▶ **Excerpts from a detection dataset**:
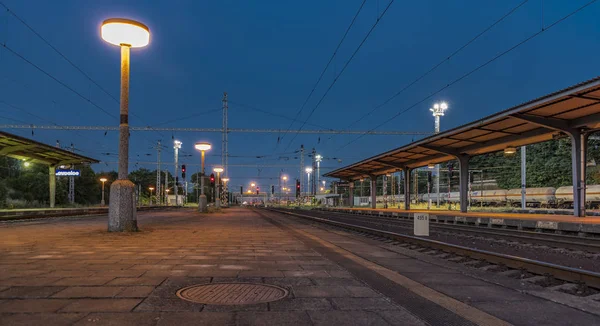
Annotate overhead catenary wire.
[327,0,529,144]
[275,0,367,146]
[334,0,597,152]
[0,1,164,141]
[284,0,394,151]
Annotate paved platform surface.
[0,208,600,325]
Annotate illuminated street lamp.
[194,142,212,213]
[148,187,154,206]
[429,102,448,207]
[304,166,312,195]
[100,178,107,206]
[101,18,150,232]
[213,166,224,208]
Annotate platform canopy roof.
[0,131,99,166]
[325,77,600,180]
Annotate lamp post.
[304,166,312,196]
[223,177,229,206]
[173,140,181,206]
[194,142,211,213]
[213,166,224,208]
[148,187,154,206]
[279,175,287,205]
[101,18,150,232]
[100,178,107,206]
[429,102,448,207]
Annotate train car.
[506,187,556,208]
[471,189,508,206]
[555,185,600,208]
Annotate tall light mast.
[429,102,448,207]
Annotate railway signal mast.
[429,102,450,207]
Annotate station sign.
[414,213,429,237]
[54,170,81,177]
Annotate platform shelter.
[325,77,600,216]
[0,131,100,208]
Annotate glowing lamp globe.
[101,18,150,48]
[194,143,211,151]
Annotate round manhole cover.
[177,283,288,305]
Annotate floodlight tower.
[429,102,448,207]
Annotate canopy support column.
[456,155,471,213]
[569,131,589,217]
[48,165,56,208]
[404,167,411,211]
[348,180,354,208]
[369,175,377,208]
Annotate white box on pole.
[414,213,429,236]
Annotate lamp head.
[101,18,150,48]
[194,142,212,151]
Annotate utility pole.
[310,147,319,195]
[173,140,181,206]
[429,102,448,207]
[69,143,75,204]
[164,170,169,206]
[298,145,308,197]
[221,92,229,177]
[156,140,162,206]
[521,146,527,209]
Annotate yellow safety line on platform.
[296,220,512,326]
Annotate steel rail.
[270,209,600,288]
[314,211,600,252]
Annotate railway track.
[311,211,600,253]
[271,209,600,293]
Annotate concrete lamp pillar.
[370,175,377,208]
[101,18,150,232]
[404,167,411,211]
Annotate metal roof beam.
[460,128,549,153]
[511,113,574,134]
[419,145,460,156]
[373,160,404,170]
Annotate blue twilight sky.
[0,0,600,188]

▶ **WORK TO DO**:
Change "Annotate" to "Outline" throughout the rows above, keeping everything else the same, and leave the pictures out of your answer.

▶ **COMPLETE OUTPUT**:
Outline overhead catenary wire.
[327,0,529,144]
[275,0,367,146]
[334,0,597,152]
[0,1,164,141]
[284,0,394,151]
Outline paved platform surface.
[0,208,600,325]
Outline illuminated street lamp.
[194,142,212,213]
[148,187,154,206]
[429,102,448,207]
[304,166,312,195]
[100,178,107,206]
[101,18,150,232]
[213,166,224,208]
Outline platform canopy roof.
[0,131,99,166]
[325,77,600,180]
Outline lamp post.
[304,166,312,196]
[223,177,229,206]
[173,140,181,206]
[194,142,211,213]
[213,166,224,208]
[148,187,154,206]
[279,175,287,205]
[101,18,150,232]
[100,178,107,206]
[429,102,448,207]
Outline train car.
[506,187,556,208]
[471,189,508,206]
[555,185,600,208]
Outline tall light mast.
[429,102,448,207]
Outline railway signal mast.
[429,102,450,207]
Outline station sign.
[414,213,429,237]
[54,170,81,177]
Outline platform shelter.
[325,77,600,216]
[0,131,100,208]
Outline glowing lamp globe.
[101,18,150,48]
[194,143,211,151]
Outline round manhole cover.
[177,283,288,305]
Outline floodlight tower.
[429,102,448,207]
Outline canopy support column.
[456,155,471,213]
[569,131,589,217]
[48,165,56,208]
[404,167,411,211]
[348,180,354,208]
[369,175,377,208]
Outline white box on pole.
[414,213,429,236]
Outline lamp head.
[101,18,150,48]
[194,142,212,151]
Outline utility pole.
[310,147,319,195]
[173,140,181,206]
[429,102,448,207]
[69,143,75,204]
[164,170,169,206]
[298,145,308,197]
[221,92,229,177]
[156,140,162,206]
[521,146,527,209]
Outline yellow safety line on platform.
[296,220,512,326]
Outline steel rail.
[270,209,600,288]
[314,211,600,252]
Outline railway track.
[311,211,600,253]
[271,209,600,293]
Outline concrete lamp pillar.
[370,175,377,208]
[101,18,150,232]
[404,167,411,211]
Outline metal roof beam.
[460,128,549,153]
[511,113,574,134]
[419,145,460,156]
[373,160,404,170]
Outline blue twilight sky.
[0,0,600,188]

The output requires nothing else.